*Required work*
Write what comes next in the mailing-list thread below about the oom-killer lockup in cpuset_excl_nodes_overlap(), starting after its last line.

*Passage*
/---
2005-12-28 00:40:28

by KUROSAWA Takahiro

[permalink] [raw]
Subject: oom-killer causes lockups in cpuset_excl_nodes_overlap()

The oom-killer causes lockups because it calls
cpuset_excl_nodes_overlap() with tasklist_lock read-locked.
cpuset_excl_nodes_overlap() gets cpuset_sem (or callback_sem in
later linux versions) semaphore, which might_sleep even if the
semaphore could be down without sleeping. If processes call
exit() or fork() when the oom-killer sleeps in the down(), they
lockup because they call write_lock_irq(&tasklist_lock).

The lockup occurred on linux-2.6.14. The problem also seems to exist
in linux-2.6.15-rc5-mm3 and linux-2.6.15-rc7.

Regards,

--
KUROSAWA, Takahiro


2005-12-31 13:24:20

by Kirill Korotaev

[permalink] [raw]
Subject: Re: oom-killer causes lockups in cpuset_excl_nodes_overlap()

yes, we found the same problem while looking at the code.
and this is not the only cpuset function which might sleep, but is
called from atomic context... :(

> The oom-killer causes lockups because it calls
> cpuset_excl_nodes_overlap() with tasklist_lock read-locked.
> cpuset_excl_nodes_overlap() gets cpuset_sem (or callback_sem in
> later linux versions) semaphore, which might_sleep even if the
> semaphore could be down without sleeping. If processes call
> exit() or fork() when the oom-killer sleeps in the down(), they
> lockup because they call write_lock_irq(&tasklist_lock).
\---
*Rows*
/---
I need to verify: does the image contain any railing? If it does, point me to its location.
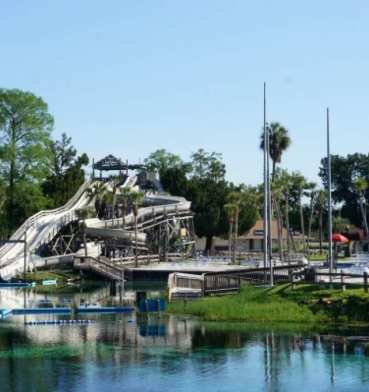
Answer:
[168,272,241,299]
[312,270,369,293]
[203,274,241,295]
[73,256,124,281]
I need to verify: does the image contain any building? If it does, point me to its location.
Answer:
[196,219,287,252]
\---
*Final answer*
>
> The lockup occurred on linux-2.6.14. The problem also seems to exist
> in linux-2.6.15-rc5-mm3 and linux-2.6.15-rc7.
>
> Regards,
>

2006-01-03 21:35:04

by Paul Jackson

[permalink] [raw]
Subject: Re: oom-killer causes lockups in cpuset_excl_nodes_overlap()

KUROSAWA Takahiro wrote:
>
> The oom-killer causes lockups because it calls
> cpuset_excl_nodes_overlap() with tasklist_lock read-locked.
> cpuset_excl_nodes_overlap() gets cpuset_sem (or callback_sem in
> later linux versions) semaphore, which might_sleep even if the
> semaphore could be down without sleeping.

Thank-you for catching this. My apologies for not responding sooner.
I was off the air for a week. I will look at this now.

--
I won't rest till it's the best ...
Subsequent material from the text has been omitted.